**EXERCISE PROMPT**
Every line of the data below should be printed exactly. Nothing may be dropped.

**Records drawn from a dataset**

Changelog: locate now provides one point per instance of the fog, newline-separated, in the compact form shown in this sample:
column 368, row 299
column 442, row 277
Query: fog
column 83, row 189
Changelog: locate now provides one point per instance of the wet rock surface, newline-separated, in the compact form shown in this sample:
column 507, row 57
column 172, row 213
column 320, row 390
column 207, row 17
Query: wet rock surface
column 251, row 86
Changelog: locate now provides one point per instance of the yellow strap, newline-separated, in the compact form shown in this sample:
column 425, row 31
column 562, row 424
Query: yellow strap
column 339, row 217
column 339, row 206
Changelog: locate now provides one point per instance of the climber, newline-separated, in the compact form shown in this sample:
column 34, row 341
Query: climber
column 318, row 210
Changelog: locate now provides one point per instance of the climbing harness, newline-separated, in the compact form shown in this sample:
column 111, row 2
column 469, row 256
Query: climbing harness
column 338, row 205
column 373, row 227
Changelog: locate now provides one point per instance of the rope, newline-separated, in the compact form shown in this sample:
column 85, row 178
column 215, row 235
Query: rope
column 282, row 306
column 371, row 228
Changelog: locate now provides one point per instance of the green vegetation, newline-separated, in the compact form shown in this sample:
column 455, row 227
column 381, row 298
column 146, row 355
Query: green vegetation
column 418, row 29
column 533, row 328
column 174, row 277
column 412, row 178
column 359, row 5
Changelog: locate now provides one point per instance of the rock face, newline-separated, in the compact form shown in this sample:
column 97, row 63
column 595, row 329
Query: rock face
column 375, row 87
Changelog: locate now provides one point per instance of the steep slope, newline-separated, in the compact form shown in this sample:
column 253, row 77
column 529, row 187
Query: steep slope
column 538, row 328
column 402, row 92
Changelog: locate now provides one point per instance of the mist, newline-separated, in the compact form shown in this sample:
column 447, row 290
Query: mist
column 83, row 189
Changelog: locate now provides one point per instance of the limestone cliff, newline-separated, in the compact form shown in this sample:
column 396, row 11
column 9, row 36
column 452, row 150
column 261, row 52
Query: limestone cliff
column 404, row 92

**THE COMPLETED TASK**
Changelog: locate now provides one point per instance of the fog, newline-separated, in the compact form shown in this sample:
column 368, row 299
column 442, row 277
Query: fog
column 83, row 189
Changelog: locate now provides one point per instance of the wet rock surface, newline-separated, in the compact form shown in this sample:
column 507, row 57
column 172, row 213
column 320, row 390
column 207, row 17
Query: wet rock surface
column 251, row 86
Changelog: locate now provides one point per instance of the yellow strap, newline-separated, in the compact form shown in this sample:
column 425, row 31
column 562, row 424
Query: yellow strap
column 339, row 217
column 339, row 206
Changelog: locate now provides one point per instance of the climber, newline-separated, in the compact form shown in this sample:
column 34, row 341
Query: climber
column 318, row 210
Changelog: locate now provides one point per instance of the climbing harness, newline-separated, in the compact form shown in this sample:
column 111, row 2
column 469, row 256
Query: climbing harness
column 338, row 205
column 373, row 227
Changelog: locate now provides one point per instance of the rope, newline-separated, in the compact form shown in this sample:
column 85, row 178
column 215, row 235
Query: rope
column 282, row 306
column 371, row 228
Changelog: locate now provides one point per instance of the green vegetation, newline-separated, in the compact form shown in this sample:
column 455, row 227
column 381, row 298
column 146, row 355
Query: green vegetation
column 418, row 29
column 533, row 328
column 174, row 277
column 412, row 178
column 359, row 5
Changelog: locate now provides one point per instance of the rock face, newline-separated, in the compact form shown in this sample:
column 97, row 63
column 595, row 329
Query: rock face
column 375, row 87
Changelog: locate now provides one point per instance of the steep slope, newline-separated, in the compact form shown in this sample:
column 253, row 77
column 529, row 187
Query: steep slope
column 538, row 328
column 402, row 92
Changelog: locate now provides one point per instance of the mist, newline-separated, in the compact form shown in this sample:
column 447, row 290
Query: mist
column 83, row 189
Changelog: locate now provides one point per instance of the limestone cliff, newline-separated, in the compact form shown in this sample:
column 396, row 11
column 9, row 36
column 452, row 150
column 261, row 52
Query: limestone cliff
column 404, row 92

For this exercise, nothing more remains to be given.